Instructions for the task => Rewrite everything from the line containing "the white shorts." down to the end of the records, adding 44 to each bounding box coordinate in the answers and leaving all other wording unchanged.

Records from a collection
________

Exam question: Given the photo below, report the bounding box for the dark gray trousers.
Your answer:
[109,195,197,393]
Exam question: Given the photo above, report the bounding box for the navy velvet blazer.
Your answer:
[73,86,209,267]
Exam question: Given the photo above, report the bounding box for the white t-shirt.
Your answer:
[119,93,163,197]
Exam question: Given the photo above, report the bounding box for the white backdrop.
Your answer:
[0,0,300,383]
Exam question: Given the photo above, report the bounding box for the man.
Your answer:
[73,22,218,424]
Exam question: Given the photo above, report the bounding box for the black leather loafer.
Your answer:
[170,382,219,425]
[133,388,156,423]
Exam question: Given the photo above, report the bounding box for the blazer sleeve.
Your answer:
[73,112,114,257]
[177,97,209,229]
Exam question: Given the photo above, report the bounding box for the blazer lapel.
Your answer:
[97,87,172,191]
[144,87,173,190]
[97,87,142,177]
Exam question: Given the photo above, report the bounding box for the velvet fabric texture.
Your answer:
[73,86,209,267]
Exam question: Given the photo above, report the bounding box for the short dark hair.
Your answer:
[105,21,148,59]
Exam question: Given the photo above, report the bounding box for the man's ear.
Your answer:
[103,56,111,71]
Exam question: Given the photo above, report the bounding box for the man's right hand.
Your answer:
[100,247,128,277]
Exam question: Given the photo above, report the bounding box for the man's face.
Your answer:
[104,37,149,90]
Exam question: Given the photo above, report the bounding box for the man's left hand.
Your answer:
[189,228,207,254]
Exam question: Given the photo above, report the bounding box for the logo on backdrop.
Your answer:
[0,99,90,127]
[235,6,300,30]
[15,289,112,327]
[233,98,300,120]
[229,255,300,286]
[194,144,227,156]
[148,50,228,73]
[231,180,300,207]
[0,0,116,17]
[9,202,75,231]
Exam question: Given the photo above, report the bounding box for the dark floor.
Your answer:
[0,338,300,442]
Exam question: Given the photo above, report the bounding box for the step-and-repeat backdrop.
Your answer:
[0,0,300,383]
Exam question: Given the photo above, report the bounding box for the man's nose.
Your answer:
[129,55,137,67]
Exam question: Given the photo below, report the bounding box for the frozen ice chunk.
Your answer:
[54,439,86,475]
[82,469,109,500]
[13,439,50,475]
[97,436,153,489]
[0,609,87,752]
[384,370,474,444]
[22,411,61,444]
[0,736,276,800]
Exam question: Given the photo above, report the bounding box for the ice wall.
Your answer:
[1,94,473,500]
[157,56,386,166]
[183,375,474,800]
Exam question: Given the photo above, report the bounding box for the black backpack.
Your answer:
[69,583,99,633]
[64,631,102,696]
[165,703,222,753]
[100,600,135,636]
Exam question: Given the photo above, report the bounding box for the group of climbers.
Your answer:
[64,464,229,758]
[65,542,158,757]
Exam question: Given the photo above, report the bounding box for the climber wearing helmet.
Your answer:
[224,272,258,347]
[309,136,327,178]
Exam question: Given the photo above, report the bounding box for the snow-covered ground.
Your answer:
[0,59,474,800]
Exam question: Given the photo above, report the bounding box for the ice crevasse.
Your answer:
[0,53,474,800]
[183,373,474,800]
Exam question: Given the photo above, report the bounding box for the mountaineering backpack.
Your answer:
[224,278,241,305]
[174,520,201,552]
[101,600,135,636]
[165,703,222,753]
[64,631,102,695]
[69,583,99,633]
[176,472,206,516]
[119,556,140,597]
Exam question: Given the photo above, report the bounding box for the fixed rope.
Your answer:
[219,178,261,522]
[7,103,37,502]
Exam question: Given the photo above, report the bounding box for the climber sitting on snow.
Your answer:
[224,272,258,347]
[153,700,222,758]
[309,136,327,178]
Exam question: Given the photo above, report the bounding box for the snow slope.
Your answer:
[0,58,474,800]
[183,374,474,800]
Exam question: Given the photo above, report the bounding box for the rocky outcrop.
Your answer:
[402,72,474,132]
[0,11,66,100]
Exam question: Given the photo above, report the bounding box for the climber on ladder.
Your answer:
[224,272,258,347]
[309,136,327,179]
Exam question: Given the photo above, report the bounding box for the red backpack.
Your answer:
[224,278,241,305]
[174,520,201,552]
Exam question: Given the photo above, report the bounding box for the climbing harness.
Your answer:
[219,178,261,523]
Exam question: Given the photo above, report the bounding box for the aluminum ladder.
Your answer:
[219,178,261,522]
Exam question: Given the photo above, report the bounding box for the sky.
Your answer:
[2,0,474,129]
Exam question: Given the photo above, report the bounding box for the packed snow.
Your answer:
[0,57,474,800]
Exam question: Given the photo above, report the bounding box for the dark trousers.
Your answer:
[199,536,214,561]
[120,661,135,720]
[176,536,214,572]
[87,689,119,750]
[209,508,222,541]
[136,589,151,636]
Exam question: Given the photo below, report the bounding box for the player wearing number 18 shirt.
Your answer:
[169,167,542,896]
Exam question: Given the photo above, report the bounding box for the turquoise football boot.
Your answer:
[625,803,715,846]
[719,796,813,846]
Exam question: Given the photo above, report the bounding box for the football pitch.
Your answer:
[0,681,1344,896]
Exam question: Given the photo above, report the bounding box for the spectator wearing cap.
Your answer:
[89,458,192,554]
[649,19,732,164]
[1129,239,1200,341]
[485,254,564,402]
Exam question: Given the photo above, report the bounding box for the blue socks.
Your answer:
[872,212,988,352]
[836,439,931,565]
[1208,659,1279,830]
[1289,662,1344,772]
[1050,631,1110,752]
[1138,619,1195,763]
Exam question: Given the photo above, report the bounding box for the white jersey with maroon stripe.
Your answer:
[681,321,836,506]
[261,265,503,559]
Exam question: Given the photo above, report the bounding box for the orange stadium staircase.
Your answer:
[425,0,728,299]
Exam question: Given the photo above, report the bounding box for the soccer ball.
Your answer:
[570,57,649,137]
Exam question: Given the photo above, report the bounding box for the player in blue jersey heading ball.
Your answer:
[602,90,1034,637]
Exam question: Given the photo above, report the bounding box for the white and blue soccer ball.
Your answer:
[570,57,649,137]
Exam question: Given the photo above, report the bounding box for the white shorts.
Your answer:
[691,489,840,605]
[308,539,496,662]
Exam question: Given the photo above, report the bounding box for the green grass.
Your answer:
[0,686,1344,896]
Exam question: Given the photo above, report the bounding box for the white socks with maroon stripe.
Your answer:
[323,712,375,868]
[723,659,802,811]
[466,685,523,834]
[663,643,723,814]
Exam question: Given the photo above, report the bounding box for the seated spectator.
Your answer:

________

Exercise answer =>
Exam question: Given the photo above, report the bounding box for the white shorts.
Your answer:
[735,533,884,649]
[352,583,540,706]
Exam question: Given the photo above, report the bounding box for the green grass.
Your answer:
[44,730,1388,940]
Exam question: Given the photo above, report the bounding box for the white socks with maroon stripe.
Your answer:
[367,756,419,912]
[767,703,846,855]
[510,729,567,878]
[707,687,767,858]
Exam question: Given the photo above, report the bounding box for the seated spectator.
Your answer:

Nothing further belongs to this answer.